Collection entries
▬▬▬

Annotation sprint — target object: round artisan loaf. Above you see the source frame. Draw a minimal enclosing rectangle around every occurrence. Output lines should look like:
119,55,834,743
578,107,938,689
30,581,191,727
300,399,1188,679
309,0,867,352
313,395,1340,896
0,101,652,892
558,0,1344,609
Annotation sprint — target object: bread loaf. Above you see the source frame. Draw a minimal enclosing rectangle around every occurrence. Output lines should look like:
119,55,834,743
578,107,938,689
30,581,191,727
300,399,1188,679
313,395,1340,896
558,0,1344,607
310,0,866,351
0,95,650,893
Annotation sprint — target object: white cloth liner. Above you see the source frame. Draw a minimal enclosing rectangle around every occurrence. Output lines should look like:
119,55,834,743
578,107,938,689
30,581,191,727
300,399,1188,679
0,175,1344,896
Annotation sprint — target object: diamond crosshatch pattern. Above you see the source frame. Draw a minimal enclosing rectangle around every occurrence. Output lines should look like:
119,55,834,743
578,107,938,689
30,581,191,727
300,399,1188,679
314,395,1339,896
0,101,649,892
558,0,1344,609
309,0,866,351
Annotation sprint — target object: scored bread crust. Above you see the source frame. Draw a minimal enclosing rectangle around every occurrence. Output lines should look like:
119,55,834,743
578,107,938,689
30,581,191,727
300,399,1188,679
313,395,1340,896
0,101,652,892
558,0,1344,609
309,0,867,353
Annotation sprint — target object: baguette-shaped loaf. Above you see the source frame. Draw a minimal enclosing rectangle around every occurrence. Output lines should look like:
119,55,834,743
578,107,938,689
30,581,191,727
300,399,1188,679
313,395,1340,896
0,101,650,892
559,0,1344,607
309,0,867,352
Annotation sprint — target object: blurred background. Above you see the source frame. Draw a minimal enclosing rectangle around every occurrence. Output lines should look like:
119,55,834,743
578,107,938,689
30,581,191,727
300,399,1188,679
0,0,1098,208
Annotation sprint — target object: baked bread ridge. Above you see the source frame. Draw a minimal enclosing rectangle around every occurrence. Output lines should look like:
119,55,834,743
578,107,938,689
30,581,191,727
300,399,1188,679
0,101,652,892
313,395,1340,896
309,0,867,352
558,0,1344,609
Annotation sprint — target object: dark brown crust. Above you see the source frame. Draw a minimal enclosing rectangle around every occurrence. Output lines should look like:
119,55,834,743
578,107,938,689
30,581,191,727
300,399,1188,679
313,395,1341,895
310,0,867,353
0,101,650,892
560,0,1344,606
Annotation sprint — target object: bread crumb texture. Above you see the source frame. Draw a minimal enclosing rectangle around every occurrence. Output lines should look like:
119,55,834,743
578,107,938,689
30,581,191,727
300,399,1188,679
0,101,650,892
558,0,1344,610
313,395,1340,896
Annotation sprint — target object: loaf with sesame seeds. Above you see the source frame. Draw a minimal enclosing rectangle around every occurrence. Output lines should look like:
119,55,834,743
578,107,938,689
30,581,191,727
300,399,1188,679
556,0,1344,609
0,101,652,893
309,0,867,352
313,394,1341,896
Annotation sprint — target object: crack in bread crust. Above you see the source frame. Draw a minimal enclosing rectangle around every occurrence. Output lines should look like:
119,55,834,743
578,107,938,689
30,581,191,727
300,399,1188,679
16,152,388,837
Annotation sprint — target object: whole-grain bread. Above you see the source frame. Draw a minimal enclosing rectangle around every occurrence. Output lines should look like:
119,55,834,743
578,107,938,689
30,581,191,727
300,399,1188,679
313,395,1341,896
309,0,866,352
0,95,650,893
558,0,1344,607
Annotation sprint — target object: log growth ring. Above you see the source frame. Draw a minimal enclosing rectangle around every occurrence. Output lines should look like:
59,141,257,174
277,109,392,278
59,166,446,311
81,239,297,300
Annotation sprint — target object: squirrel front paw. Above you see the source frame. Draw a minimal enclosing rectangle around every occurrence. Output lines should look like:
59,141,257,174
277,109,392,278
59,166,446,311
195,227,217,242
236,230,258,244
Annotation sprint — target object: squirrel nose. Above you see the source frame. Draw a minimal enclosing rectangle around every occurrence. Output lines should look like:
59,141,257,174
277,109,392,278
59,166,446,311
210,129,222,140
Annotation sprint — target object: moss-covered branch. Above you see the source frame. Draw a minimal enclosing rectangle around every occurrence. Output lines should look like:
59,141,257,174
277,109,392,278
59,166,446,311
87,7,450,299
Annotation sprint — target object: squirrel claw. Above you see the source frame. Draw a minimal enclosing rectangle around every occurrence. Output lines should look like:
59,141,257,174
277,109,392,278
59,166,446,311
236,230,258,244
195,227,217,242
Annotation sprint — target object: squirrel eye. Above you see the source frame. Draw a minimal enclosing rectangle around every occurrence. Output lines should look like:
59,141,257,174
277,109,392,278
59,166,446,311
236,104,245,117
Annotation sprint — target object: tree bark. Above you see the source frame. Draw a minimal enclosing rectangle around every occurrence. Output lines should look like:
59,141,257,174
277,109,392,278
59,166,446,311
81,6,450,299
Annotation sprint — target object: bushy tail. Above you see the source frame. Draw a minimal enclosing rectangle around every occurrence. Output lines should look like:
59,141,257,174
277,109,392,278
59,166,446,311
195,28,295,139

▬▬▬

Directions:
Copy every line of the items above without changing anything.

Answer to the exercise:
Annotation sprint — target object: round artisan loaf. Above you see the source frame. Draw a minimal enclosing rectangle around every occurrence. Output lines should look like:
119,55,834,743
578,107,938,689
30,581,191,727
300,399,1188,679
309,0,867,352
313,395,1340,896
0,101,652,892
558,0,1344,609
Annotation sprint — target object: bread loaf. Above you see the source frame. Draw a minimal enclosing rectangle around every occurrence. Output lines should look like:
119,55,834,743
578,107,938,689
30,581,191,727
300,399,1188,679
313,395,1340,896
558,0,1344,607
310,0,866,351
0,95,650,893
Annotation sprint — target object: white cloth liner. Above you see the source frame. Draw a minimal enclosing rectangle around every occurrence. Output lines should look like:
119,55,834,743
578,107,938,689
30,581,191,727
300,399,1188,679
0,175,1344,896
Annotation sprint — target object: diamond crosshatch pattern. Above you see the source frame. Draw a minimal enclosing rectangle around every occurrence. Output lines should look like:
119,55,834,743
578,107,938,689
30,581,191,727
300,399,1188,679
314,395,1339,896
0,101,649,892
558,0,1344,609
309,0,866,351
Annotation sprint — target object: scored bread crust. Above you see the source frame. Draw a minimal enclosing rectangle around every occurrence. Output lines should look like:
119,55,834,743
578,107,938,689
30,581,191,727
300,399,1188,679
313,395,1340,896
0,101,652,892
558,0,1344,609
309,0,867,353
Annotation sprint — target object: baguette-shaped loaf. Above you see the source frame. Draw a minimal enclosing rectangle around every occurrence. Output lines should look like:
119,55,834,743
578,107,938,689
30,581,191,727
300,399,1188,679
313,395,1340,896
0,101,650,892
559,0,1344,607
309,0,867,352
Annotation sprint — target object: blurred background. Above you see the source frame. Draw a minimal enclosing rectangle around every occurrence. Output lines should look like:
119,55,834,743
578,107,938,689
30,581,191,727
300,399,1188,679
0,0,1098,208
Annotation sprint — target object: baked bread ridge. Above you see the source frame. Draw a minimal enclosing rectangle around every occurrence. Output lines should look like:
119,55,834,743
578,107,938,689
30,581,191,727
300,399,1188,679
0,101,652,892
313,395,1340,896
309,0,867,352
558,0,1344,609
Annotation sprint — target object: dark brown crust. Above you see the source frame. Draw a minimal enclosing rectangle around every occurrence. Output lines should look like:
119,55,834,743
578,107,938,689
30,581,191,727
300,399,1188,679
313,395,1341,895
310,0,867,353
0,101,650,892
560,0,1344,606
Annotation sprint — target object: bread crumb texture. Above you see the source frame. Draw a minimal enclosing rectangle around every occurrence. Output lines should look like:
119,55,834,743
578,107,938,689
30,581,191,727
300,399,1188,679
0,101,650,892
558,0,1344,610
313,395,1340,896
Annotation sprint — target object: loaf with sesame seeds. Above you see the source frame. Draw a minimal enclosing rectangle around every occurrence. Output lines should look like:
119,55,834,743
578,107,938,689
30,581,191,727
300,399,1188,679
556,0,1344,609
0,101,652,893
309,0,867,352
313,394,1341,896
Annotation sprint — target object: crack in bread crust. Above you see the source frame. Draw a minimal enclosing rectangle around every occurrence. Output lines should look like:
119,55,834,743
578,107,938,689
30,581,191,727
300,399,1188,679
16,152,388,837
Annotation sprint — target object: whole-grain bread. Above you see the source frame. Draw a minimal enclosing rectangle around every occurrence. Output lines should look like:
119,55,834,743
578,107,938,689
30,581,191,727
300,399,1188,679
313,395,1341,896
309,0,866,352
0,95,650,893
558,0,1344,607
Annotation sprint — target object: log growth ring. Above you see the source frame. Draw a minimal enclosing rectangle around every occurrence. Output lines should look like:
59,141,257,174
277,109,392,278
59,166,446,311
81,239,297,300
Annotation sprint — target object: squirrel front paw. Above you see the source frame. Draw a minimal enclosing rectangle around every occurrence. Output lines should look like:
59,141,257,174
277,109,392,278
59,166,446,311
195,227,217,242
236,230,258,244
Annotation sprint — target object: squirrel nose. Above you see the source frame. Draw a minimal enclosing rectangle around every occurrence. Output lines should look like:
59,141,257,174
277,109,392,278
59,166,446,311
210,129,222,140
Annotation sprint — target object: moss-covered branch. Above you see the source frame. Draw a minimal enclosing rectangle around every occurrence. Output lines should look like:
59,141,257,174
277,109,392,278
59,166,446,311
87,7,450,299
Annotation sprint — target object: squirrel claw. Above you see the source frame. Draw a minimal enclosing rectangle around every occurrence. Output lines should look like:
59,141,257,174
277,109,392,278
59,166,446,311
236,230,258,244
195,227,217,242
Annotation sprint — target object: squirrel eye. Above you see the source frame. Draw a minimal enclosing rectangle around every occurrence. Output lines should look like:
59,141,257,174
277,109,392,278
59,166,446,311
236,104,245,117
Annotation sprint — target object: tree bark. Above you see the source frame. Draw a minimal enclosing rectangle around every occurrence. Output lines should look like:
59,141,257,174
277,109,392,278
59,166,446,311
81,6,450,299
Annotation sprint — target object: bushy tail. Above you see the source frame. Draw a minimal enclosing rectangle around every occurrence. Output lines should look like:
59,141,257,174
277,109,392,278
59,166,446,311
195,28,295,139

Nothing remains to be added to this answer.